(EXTRACT PROVIDED Opens)

Thomas won the WGC-FedEx St. Jude event with a 66-65 weekend, grinding through a Sunday that contained a push from Brooks Koepka and noteworthy steady play from Phil Mickelson and Jason Day. Quite the scene-setter for this week at Harding Park.
COVID-19 has forever altered the way we'll remember golf in 2020 but this is still the PGA Championship, Ron Green Jr. writes. So, this is a major step toward restoring what this season has been missing.
Now that competition has returned for the LPGA, its first major of the season also is on the horizon. Lewine Mair reports that young Japanese star Hinako Shibuno will defend her title at the renamed AIG Women's Open in Scotland with a restored sense of fun that became her trademark.
In the first LPGA tournament since February, Danielle Kang picked up her fourth victory on the circuit, escaping a playoff when Céline Boutier missed a short putt with a chance to tie at the last.
As the tour's best contest the PGA in California for the first time since 1995, John Steinbreder pays tribute to the vibrant and varied offerings of host city San Francisco, both on its golf courses and off.

(EXTRACT PROVIDED Closes)

◆ ACTION ITEM:
Carry on the golf news roundup from its last sentence. The lines after this text have nothing to do with it.

(MATERIAL PROVIDED Opens)

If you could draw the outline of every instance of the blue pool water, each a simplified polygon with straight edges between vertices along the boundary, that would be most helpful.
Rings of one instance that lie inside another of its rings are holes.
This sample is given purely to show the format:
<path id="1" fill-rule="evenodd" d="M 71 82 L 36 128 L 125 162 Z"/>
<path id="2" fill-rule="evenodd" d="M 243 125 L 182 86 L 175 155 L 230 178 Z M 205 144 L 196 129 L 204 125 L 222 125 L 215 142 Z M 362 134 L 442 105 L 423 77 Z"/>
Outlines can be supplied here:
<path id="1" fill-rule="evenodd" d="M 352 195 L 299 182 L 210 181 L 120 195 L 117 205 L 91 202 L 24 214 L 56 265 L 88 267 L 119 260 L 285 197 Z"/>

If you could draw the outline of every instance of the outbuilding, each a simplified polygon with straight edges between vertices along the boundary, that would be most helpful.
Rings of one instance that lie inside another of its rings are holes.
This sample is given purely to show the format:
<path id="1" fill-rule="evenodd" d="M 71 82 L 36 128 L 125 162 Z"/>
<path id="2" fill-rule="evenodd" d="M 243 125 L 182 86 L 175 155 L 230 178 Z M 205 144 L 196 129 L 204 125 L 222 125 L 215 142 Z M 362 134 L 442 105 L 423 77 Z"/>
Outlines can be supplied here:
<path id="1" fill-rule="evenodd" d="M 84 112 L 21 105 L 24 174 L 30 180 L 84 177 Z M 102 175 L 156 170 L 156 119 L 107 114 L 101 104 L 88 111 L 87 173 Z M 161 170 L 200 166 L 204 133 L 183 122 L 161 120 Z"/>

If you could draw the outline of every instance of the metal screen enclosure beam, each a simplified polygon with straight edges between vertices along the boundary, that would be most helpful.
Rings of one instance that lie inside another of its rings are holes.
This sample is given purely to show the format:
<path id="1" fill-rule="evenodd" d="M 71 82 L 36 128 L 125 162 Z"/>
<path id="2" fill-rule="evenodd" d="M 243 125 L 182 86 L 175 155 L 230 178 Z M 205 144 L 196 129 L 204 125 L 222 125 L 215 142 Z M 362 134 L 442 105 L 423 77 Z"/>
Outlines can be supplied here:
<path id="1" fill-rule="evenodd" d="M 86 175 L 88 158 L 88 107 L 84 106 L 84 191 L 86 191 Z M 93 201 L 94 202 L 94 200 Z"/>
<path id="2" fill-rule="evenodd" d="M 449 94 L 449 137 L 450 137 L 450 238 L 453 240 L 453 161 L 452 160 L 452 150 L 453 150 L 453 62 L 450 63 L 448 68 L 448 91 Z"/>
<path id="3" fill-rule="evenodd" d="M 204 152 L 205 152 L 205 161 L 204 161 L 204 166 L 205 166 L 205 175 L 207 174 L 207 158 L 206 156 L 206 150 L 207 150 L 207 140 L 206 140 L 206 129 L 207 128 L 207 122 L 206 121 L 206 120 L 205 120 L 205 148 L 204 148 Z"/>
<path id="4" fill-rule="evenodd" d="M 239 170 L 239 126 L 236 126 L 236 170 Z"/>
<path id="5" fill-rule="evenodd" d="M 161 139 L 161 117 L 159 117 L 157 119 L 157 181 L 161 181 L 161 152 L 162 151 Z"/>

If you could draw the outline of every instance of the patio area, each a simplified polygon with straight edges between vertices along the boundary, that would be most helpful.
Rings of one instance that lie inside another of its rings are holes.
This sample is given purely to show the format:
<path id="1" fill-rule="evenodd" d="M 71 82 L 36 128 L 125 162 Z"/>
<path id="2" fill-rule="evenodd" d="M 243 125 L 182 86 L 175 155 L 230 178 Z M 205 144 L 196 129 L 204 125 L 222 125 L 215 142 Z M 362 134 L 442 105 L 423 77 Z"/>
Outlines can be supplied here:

(MATERIAL PROVIDED Closes)

◆ RESULT BELOW:
Meanwhile, at the PGA Tour's alternate field event, Richy Werenski of Massachusetts claimed a spot in the PGA Championship field by winning the Barracuda Championship in Truckee, California, near that state's Nevada border.
In the second week of the European Tour's UK Swing, young Englishman Sam Horsfield won on home soil for his first professional title, scrambling past Thomas Detry for his one-stroke victory at the Hero Open.
The pandemic has demanded adjustment from top-level amateurs as much as in any other segment of the game. With a major conference postponing play until 2021, Jim Nugent questions the whys and wherefores of the decision and wonders about the impact it will have on elite collegians. Some players, however, are finding top form anyway, as Sean Fairholm delves into the developing legacy of Wake Forest's Rachel Kuehn and Pierceson Coody's star continues to ascend with his Western Amateur victory.
And in this week's installment of the Divot, Lewine Mair reminds us that the mental aspect of tournament golf is always top-of-mind for professionals and that is only heightened for some in these unsettling times.